Pointing data excerpts

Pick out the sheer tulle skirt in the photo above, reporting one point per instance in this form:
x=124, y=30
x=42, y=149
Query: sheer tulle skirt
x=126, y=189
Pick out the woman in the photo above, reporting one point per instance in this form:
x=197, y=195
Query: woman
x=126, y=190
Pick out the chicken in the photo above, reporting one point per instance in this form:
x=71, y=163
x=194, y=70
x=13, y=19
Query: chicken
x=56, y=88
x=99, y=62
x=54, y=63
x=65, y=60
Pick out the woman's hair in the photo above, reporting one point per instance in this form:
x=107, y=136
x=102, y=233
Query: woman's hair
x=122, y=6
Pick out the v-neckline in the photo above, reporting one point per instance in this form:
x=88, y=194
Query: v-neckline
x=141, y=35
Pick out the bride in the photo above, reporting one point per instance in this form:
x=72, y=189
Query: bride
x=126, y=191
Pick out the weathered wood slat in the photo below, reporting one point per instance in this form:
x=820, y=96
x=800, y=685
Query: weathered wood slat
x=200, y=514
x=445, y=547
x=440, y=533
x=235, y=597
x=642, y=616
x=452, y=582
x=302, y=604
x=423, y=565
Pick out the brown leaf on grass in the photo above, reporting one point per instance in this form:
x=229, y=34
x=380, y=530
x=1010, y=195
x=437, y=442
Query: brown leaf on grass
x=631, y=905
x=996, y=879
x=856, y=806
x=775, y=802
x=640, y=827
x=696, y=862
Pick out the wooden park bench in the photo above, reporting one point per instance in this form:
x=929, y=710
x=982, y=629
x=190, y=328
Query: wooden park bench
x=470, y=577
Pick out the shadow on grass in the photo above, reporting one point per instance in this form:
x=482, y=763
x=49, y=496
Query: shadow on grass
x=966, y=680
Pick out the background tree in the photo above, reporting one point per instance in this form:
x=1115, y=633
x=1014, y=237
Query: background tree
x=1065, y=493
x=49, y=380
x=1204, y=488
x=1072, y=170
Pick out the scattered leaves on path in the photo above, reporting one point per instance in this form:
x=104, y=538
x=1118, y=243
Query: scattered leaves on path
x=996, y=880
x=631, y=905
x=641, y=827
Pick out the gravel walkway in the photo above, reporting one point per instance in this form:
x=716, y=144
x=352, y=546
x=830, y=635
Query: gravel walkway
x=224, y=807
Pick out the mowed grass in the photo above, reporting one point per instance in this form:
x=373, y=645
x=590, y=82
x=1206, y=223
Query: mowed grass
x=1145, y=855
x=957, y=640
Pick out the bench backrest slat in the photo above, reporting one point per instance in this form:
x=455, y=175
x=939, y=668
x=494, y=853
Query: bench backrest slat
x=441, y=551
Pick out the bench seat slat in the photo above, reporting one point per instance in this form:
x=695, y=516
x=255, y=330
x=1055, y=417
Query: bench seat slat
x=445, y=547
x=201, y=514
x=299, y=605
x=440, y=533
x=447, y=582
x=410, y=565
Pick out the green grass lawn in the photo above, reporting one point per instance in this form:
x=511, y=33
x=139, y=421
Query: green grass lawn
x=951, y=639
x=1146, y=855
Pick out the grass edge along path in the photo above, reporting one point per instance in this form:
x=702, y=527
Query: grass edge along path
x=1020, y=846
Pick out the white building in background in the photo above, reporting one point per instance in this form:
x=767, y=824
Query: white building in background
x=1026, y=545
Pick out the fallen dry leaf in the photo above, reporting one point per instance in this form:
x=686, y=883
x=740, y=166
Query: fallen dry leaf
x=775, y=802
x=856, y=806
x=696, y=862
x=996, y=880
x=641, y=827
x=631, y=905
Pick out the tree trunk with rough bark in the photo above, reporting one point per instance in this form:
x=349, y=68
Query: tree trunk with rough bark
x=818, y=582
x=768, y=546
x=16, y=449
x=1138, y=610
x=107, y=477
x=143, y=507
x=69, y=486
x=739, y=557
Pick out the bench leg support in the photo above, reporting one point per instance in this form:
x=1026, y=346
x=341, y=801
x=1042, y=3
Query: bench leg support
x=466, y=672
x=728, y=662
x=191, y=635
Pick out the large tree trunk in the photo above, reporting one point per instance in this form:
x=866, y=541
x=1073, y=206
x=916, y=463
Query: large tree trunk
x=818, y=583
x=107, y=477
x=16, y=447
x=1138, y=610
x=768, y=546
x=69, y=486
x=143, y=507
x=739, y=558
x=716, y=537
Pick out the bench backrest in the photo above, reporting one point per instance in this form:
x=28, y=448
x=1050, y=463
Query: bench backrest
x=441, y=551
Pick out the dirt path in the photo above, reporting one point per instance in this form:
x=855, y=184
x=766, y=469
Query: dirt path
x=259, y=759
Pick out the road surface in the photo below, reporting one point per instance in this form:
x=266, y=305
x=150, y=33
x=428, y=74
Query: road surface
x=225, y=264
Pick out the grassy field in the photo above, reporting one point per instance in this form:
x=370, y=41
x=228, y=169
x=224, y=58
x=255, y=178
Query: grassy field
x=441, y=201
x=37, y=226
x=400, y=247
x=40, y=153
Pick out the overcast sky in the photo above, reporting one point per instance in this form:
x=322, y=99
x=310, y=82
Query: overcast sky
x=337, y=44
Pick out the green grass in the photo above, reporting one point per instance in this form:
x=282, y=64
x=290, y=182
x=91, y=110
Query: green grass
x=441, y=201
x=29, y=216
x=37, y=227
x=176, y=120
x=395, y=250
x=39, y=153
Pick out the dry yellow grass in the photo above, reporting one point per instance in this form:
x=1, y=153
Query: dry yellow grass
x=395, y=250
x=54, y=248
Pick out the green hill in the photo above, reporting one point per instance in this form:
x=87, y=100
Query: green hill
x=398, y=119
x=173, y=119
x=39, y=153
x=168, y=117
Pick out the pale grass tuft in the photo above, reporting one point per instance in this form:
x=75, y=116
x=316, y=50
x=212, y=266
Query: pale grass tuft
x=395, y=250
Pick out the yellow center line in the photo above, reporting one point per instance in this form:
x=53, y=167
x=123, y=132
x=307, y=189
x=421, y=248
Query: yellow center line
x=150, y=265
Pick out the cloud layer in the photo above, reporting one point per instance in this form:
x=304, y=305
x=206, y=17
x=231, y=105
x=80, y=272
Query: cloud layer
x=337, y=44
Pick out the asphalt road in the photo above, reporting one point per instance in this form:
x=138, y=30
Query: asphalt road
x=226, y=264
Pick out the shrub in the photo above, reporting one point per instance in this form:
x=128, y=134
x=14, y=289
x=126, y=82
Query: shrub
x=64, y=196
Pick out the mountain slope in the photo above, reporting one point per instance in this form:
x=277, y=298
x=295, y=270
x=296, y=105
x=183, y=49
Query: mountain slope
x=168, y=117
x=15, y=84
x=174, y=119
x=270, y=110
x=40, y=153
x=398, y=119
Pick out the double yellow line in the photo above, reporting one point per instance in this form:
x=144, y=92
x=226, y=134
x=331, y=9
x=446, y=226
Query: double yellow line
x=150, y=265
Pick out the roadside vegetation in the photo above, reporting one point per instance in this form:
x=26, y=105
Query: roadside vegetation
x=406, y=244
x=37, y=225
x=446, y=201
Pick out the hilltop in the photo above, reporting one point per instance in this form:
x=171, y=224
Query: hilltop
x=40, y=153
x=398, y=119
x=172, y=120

YOUR TASK =>
Can you copy every line of the listing above verbatim, from the first line to the last?

COMPLETED TASK =>
Pick out the sheer tulle skirt in the photo above, reporting one point per instance in this form:
x=124, y=30
x=42, y=149
Query: sheer tulle skirt
x=126, y=189
Pick out the woman in the photo above, reporting one point per instance in this form:
x=197, y=195
Query: woman
x=126, y=190
Pick out the chicken in the photo above, reporting one point per instance in this form:
x=71, y=163
x=194, y=70
x=13, y=19
Query: chicken
x=56, y=88
x=99, y=62
x=54, y=63
x=65, y=60
Pick out the woman's hair in the photo above, reporting one point per instance in this form:
x=107, y=136
x=102, y=233
Query: woman's hair
x=122, y=6
Pick out the v-neckline in the photo above, reporting one point per instance in this form:
x=88, y=194
Query: v-neckline
x=141, y=35
Pick out the bride in the photo above, reporting one point per instance in this form:
x=72, y=189
Query: bride
x=126, y=191
Pick out the weathered wood slat in the photo below, reporting one point per instance in this form:
x=820, y=96
x=800, y=685
Query: weathered wood slat
x=200, y=514
x=445, y=547
x=440, y=533
x=235, y=597
x=642, y=616
x=452, y=582
x=302, y=604
x=423, y=565
Pick out the brown leaf on grass in the photo above, reporting one point per instance in this form:
x=229, y=34
x=380, y=530
x=1010, y=195
x=437, y=442
Query: brown leaf on grass
x=631, y=905
x=996, y=879
x=856, y=806
x=775, y=802
x=640, y=827
x=696, y=862
Pick out the wooden park bench in the photo above, reporting one point per instance in this form:
x=929, y=710
x=982, y=629
x=190, y=328
Query: wooden park bench
x=470, y=577
Pick out the shadow on grass in the photo above, reporting one point per instance in this form:
x=482, y=763
x=49, y=496
Query: shadow on grass
x=966, y=680
Pick out the background tree in the photo above, reporting one point per instance in this form:
x=1115, y=633
x=1014, y=237
Query: background tree
x=1065, y=493
x=49, y=380
x=1204, y=488
x=1072, y=170
Pick out the scattered leaves on path in the photo above, reporting one point per instance in this form:
x=104, y=538
x=1118, y=243
Query: scattered leaves on path
x=996, y=880
x=631, y=905
x=641, y=827
Pick out the gravel walkway in the photo above, reporting one point per instance in this form:
x=716, y=144
x=352, y=546
x=830, y=635
Query: gravel walkway
x=224, y=807
Pick out the mowed grass in the photo above, reporting one point per instance in this form:
x=373, y=645
x=590, y=82
x=1206, y=223
Query: mowed grass
x=1145, y=855
x=957, y=640
Pick out the bench backrest slat in the photo above, reporting one point per instance in this form:
x=455, y=175
x=939, y=668
x=494, y=853
Query: bench backrest slat
x=441, y=551
Pick out the bench seat slat in the photo above, reporting one point per instance in this form:
x=695, y=516
x=255, y=330
x=1055, y=417
Query: bench seat slat
x=445, y=547
x=201, y=514
x=299, y=605
x=440, y=533
x=447, y=582
x=410, y=565
Pick out the green grass lawn in the photo above, reporting one point per instance in this form:
x=511, y=33
x=139, y=421
Query: green grass lawn
x=951, y=639
x=1146, y=855
Pick out the grass edge along path in the photo above, reporting one point per instance in this form:
x=702, y=527
Query: grass edge along path
x=1020, y=846
Pick out the white building in background in the photo above, reporting one point per instance in this form:
x=767, y=824
Query: white building in background
x=1026, y=545
Pick out the fallen dry leaf in the photo above, reporting one point per instance in this form:
x=686, y=883
x=740, y=166
Query: fallen dry leaf
x=775, y=802
x=856, y=806
x=696, y=862
x=996, y=880
x=641, y=827
x=631, y=905
Pick out the tree trunk with rough bark in the photo above, reporting one point per instance in this form:
x=349, y=68
Query: tree trunk with rough bark
x=818, y=582
x=768, y=546
x=16, y=449
x=1138, y=610
x=107, y=477
x=143, y=507
x=69, y=486
x=739, y=557
Pick out the bench leg support in the photo above, reporting one point per instance in this form:
x=1026, y=346
x=341, y=801
x=1042, y=3
Query: bench leg support
x=466, y=672
x=728, y=662
x=191, y=635
Pick out the large tree trunk in the photo above, reporting one point per instance in this form:
x=866, y=541
x=1073, y=206
x=916, y=463
Query: large tree trunk
x=818, y=583
x=107, y=477
x=16, y=447
x=1138, y=610
x=768, y=546
x=69, y=486
x=143, y=507
x=739, y=558
x=716, y=537
Pick out the bench backrest in the photo above, reporting one point per instance in this form:
x=28, y=448
x=1050, y=463
Query: bench backrest
x=441, y=551
Pick out the dirt path in the photo above, reporting one point per instance in this form:
x=855, y=184
x=766, y=469
Query: dirt path
x=259, y=759
Pick out the road surface in the photo below, reporting one point per instance in this form:
x=266, y=305
x=150, y=33
x=428, y=74
Query: road surface
x=225, y=264
Pick out the grassy field in the photo above, reporting one point per instance in this form:
x=370, y=41
x=228, y=169
x=224, y=58
x=255, y=178
Query: grassy field
x=441, y=201
x=37, y=226
x=400, y=247
x=40, y=153
Pick out the overcast sky in the photo above, reporting one point per instance in this form:
x=322, y=99
x=310, y=82
Query: overcast sky
x=337, y=44
Pick out the green grass in the photo above, reporting one point per instance in this form:
x=282, y=64
x=290, y=182
x=91, y=110
Query: green grass
x=441, y=201
x=29, y=216
x=37, y=227
x=176, y=120
x=395, y=250
x=39, y=153
Pick out the dry yellow grass in the photo above, reporting one point per instance in this form:
x=1, y=153
Query: dry yellow grass
x=395, y=250
x=54, y=248
Pick out the green hill in the photo above, reporting one point per instance in this form:
x=87, y=100
Query: green hill
x=398, y=119
x=173, y=119
x=39, y=153
x=168, y=117
Pick out the pale grass tuft in the photo above, reporting one point per instance in this form:
x=75, y=116
x=316, y=50
x=212, y=266
Query: pale grass tuft
x=395, y=250
Pick out the yellow center line in the photo above, reporting one point per instance in this form:
x=53, y=167
x=123, y=132
x=307, y=189
x=421, y=248
Query: yellow center line
x=150, y=265
Pick out the cloud layer in the photo above, reporting one point per instance in this form:
x=304, y=305
x=206, y=17
x=231, y=105
x=80, y=272
Query: cloud layer
x=337, y=44
Pick out the asphalt road in the photo above, reporting one point per instance in this form:
x=138, y=30
Query: asphalt road
x=226, y=264
Pick out the shrub in the photo above, reporting one point per instance in this form:
x=128, y=134
x=14, y=289
x=126, y=82
Query: shrub
x=64, y=196
Pick out the mountain slope in the photo above, reporting one point per instance in this form:
x=277, y=298
x=295, y=270
x=296, y=105
x=183, y=49
Query: mountain slope
x=168, y=117
x=15, y=84
x=174, y=119
x=270, y=110
x=40, y=153
x=398, y=119
Pick out the double yellow line in the photo above, reporting one point per instance in this form:
x=144, y=92
x=226, y=134
x=331, y=9
x=446, y=226
Query: double yellow line
x=150, y=265
Pick out the roadside vegetation in the photo above, reporting one point per instance in this form:
x=26, y=105
Query: roadside vegetation
x=406, y=244
x=37, y=225
x=446, y=201
Pick out the hilltop in the photo above, reporting one point per instance in this form:
x=171, y=224
Query: hilltop
x=40, y=153
x=398, y=119
x=172, y=120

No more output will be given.